→ **Exercise objective**
Express the rows from the line containing "the overcast sky?" through the line containing "[[[11,60],[6,56],[2,56],[0,64],[0,106],[6,107],[11,105]]]", both ends included, as a JSON list of strings with one string per line and no blank lines.

→ **Provided material**
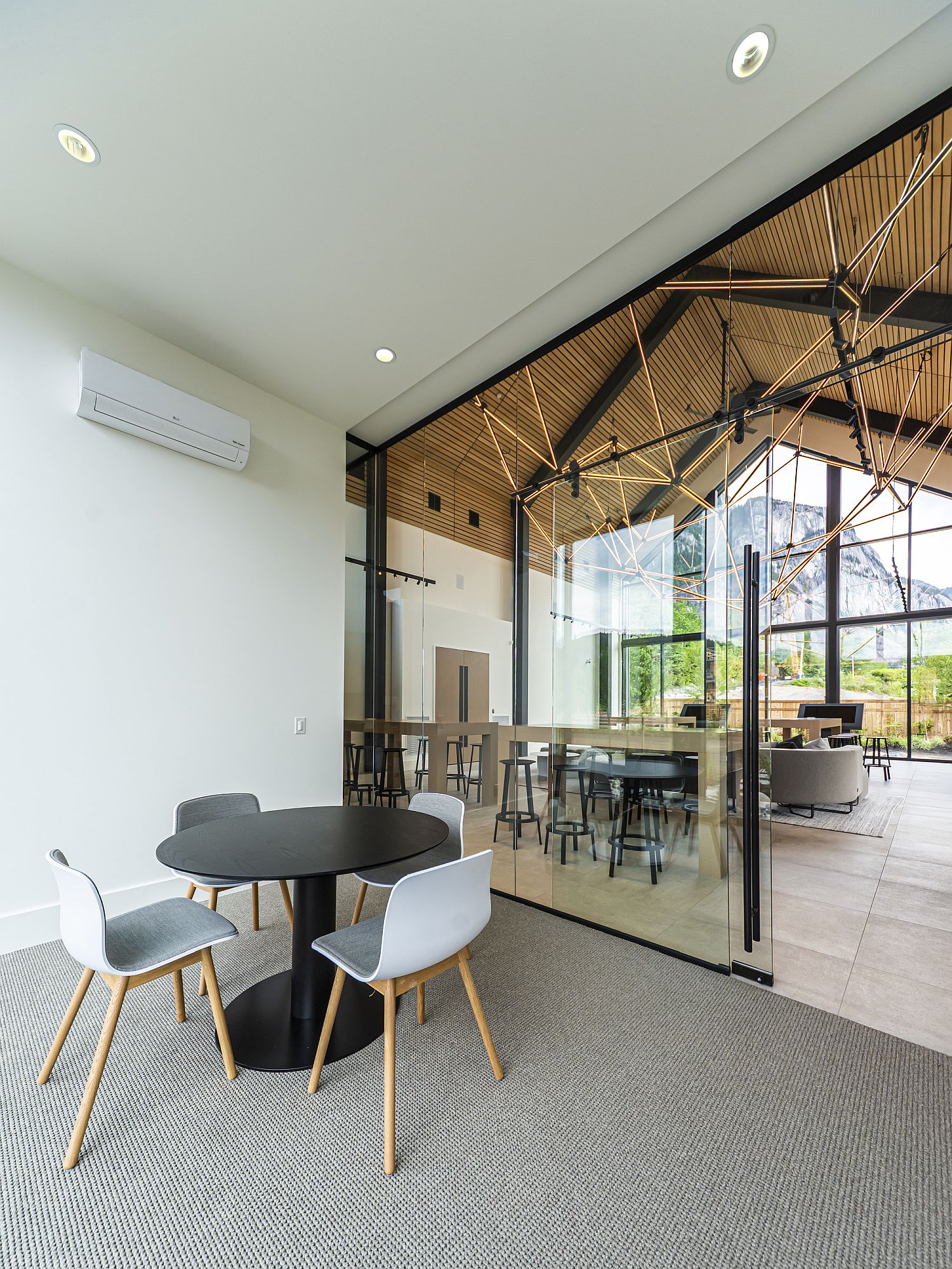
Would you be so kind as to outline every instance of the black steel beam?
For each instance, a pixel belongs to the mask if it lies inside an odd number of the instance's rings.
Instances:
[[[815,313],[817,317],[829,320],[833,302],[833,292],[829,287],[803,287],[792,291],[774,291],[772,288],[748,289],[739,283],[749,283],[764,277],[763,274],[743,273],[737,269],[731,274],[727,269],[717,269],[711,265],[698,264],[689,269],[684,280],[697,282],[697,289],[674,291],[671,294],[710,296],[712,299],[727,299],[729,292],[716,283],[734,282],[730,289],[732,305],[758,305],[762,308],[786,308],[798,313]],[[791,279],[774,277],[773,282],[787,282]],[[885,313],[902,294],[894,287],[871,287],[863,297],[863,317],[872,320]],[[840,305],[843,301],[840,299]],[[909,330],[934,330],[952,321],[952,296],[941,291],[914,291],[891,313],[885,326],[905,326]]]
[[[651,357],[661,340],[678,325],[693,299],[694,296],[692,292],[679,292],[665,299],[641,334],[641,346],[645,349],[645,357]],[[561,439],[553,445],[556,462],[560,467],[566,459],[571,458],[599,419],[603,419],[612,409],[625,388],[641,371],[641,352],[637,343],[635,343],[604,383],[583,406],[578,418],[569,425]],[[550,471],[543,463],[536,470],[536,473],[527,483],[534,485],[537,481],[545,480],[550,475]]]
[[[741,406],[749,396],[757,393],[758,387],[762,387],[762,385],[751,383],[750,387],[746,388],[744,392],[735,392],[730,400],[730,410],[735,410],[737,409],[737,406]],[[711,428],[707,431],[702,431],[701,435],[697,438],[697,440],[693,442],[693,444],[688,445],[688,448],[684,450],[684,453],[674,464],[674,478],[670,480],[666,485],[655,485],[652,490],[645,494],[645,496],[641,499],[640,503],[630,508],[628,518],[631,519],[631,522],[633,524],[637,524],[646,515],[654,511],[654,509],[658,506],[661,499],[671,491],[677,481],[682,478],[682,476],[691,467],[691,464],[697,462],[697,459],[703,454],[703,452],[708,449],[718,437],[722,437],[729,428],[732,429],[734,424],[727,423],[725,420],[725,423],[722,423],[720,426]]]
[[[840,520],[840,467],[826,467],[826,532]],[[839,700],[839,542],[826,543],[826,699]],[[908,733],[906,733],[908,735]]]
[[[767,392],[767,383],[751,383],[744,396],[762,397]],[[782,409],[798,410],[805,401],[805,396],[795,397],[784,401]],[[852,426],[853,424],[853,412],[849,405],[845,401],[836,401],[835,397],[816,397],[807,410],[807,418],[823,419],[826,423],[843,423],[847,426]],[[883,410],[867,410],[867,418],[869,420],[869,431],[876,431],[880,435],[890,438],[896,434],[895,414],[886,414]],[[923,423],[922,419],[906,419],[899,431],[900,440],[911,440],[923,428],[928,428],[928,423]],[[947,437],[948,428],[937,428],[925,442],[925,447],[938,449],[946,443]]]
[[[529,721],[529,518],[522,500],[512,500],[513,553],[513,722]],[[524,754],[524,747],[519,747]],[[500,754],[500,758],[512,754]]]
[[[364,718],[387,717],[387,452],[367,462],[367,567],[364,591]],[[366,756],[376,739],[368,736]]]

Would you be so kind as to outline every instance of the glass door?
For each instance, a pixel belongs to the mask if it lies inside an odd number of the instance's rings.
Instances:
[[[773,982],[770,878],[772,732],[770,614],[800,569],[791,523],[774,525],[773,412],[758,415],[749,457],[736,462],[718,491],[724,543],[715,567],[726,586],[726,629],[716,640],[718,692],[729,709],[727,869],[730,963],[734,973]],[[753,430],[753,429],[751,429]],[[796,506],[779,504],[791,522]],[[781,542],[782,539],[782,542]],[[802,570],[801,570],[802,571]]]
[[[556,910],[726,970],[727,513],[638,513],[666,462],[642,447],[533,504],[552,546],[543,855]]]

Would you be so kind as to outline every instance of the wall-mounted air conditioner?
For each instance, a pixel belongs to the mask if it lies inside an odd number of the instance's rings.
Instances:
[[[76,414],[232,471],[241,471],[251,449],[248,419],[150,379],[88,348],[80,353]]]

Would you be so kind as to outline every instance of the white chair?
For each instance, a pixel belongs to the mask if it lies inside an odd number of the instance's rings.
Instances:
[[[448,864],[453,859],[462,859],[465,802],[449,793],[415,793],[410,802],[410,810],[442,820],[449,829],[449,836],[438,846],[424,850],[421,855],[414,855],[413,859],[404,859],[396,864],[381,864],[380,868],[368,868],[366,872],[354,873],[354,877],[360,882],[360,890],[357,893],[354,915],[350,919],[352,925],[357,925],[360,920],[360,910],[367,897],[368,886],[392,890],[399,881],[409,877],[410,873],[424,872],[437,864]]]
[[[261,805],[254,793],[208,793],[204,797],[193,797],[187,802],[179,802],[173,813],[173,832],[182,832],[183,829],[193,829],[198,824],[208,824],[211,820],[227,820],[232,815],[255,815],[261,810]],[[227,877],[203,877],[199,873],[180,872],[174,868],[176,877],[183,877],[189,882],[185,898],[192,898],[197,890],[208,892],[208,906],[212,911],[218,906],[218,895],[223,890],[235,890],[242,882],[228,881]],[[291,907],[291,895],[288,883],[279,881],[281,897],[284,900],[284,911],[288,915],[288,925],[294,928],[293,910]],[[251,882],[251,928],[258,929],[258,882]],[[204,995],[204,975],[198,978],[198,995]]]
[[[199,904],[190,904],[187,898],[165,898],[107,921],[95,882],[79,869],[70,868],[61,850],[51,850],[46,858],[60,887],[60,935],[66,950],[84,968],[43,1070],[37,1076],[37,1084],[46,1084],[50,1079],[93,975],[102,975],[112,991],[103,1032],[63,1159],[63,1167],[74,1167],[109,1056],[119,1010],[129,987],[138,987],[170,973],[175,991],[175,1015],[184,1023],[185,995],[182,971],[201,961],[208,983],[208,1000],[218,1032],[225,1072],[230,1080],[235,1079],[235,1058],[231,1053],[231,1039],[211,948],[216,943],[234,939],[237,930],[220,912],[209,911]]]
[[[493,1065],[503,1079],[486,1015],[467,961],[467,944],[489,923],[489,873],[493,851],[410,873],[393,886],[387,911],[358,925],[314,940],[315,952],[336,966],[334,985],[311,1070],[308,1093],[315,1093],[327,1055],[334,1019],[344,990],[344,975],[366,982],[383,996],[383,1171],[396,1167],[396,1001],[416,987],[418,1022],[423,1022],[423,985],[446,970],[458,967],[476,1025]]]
---
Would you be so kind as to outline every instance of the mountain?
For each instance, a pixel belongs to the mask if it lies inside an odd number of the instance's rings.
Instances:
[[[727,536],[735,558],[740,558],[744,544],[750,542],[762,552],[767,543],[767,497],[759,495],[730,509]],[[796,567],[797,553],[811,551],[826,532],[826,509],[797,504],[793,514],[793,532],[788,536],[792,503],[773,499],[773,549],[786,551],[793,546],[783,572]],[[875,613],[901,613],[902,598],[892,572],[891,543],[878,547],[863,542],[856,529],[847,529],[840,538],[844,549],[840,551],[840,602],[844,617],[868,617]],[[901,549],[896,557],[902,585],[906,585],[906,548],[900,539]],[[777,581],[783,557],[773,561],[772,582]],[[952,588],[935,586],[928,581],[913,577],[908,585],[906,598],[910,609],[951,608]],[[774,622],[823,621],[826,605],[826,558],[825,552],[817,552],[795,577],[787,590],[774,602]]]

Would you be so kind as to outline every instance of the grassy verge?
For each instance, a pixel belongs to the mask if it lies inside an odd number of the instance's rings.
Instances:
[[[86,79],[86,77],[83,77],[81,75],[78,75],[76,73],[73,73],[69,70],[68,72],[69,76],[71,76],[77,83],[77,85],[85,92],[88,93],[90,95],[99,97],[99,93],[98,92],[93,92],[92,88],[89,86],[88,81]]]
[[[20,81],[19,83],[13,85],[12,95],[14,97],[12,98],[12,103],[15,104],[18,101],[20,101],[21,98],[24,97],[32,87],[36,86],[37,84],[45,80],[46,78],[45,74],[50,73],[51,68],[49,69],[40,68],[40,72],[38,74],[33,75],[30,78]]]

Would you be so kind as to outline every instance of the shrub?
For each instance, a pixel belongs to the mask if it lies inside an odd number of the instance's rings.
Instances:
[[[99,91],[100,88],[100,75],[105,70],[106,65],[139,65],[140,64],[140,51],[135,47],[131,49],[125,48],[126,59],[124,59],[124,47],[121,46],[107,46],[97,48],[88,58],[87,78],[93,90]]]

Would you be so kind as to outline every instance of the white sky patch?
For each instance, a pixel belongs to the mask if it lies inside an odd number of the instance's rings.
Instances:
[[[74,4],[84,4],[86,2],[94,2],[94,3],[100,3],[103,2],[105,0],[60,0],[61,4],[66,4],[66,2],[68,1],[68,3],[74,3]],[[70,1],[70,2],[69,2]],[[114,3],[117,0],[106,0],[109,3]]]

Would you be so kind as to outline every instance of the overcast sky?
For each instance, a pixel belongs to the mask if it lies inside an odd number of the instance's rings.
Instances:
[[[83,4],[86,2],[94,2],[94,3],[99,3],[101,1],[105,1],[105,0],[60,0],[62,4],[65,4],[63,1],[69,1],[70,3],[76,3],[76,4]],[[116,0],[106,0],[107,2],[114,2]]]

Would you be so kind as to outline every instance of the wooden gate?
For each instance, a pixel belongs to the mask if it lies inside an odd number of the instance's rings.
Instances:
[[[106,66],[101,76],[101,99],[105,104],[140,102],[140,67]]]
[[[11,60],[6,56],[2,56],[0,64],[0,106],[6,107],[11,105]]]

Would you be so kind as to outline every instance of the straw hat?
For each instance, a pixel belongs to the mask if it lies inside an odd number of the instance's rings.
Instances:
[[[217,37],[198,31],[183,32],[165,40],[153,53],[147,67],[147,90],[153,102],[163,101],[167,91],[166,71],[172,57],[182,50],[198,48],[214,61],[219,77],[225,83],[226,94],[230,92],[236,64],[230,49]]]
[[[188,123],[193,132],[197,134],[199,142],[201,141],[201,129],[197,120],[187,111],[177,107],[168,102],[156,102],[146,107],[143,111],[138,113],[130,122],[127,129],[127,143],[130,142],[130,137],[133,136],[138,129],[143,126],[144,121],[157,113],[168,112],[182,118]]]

→ **Response**
[
  "Would you be so kind as to outline every instance of the overcast sky?",
  "For each instance, a pixel belongs to the mask if it lies inside an odd number of the instance's rings.",
  "Instances:",
  "[[[83,4],[86,2],[94,2],[94,3],[99,3],[101,1],[105,1],[105,0],[60,0],[62,4],[65,4],[63,1],[69,1],[70,3],[76,3],[76,4]],[[116,0],[106,0],[107,2],[114,2]]]",
  "Would you be so kind as to outline every instance of the wooden gate?",
  "For each instance, a pixel belongs to the mask if it lies inside an odd number of the instance's rings.",
  "Instances:",
  "[[[106,66],[101,76],[101,99],[105,104],[140,102],[140,67]]]",
  "[[[11,60],[6,56],[2,56],[0,64],[0,106],[6,107],[11,105]]]"
]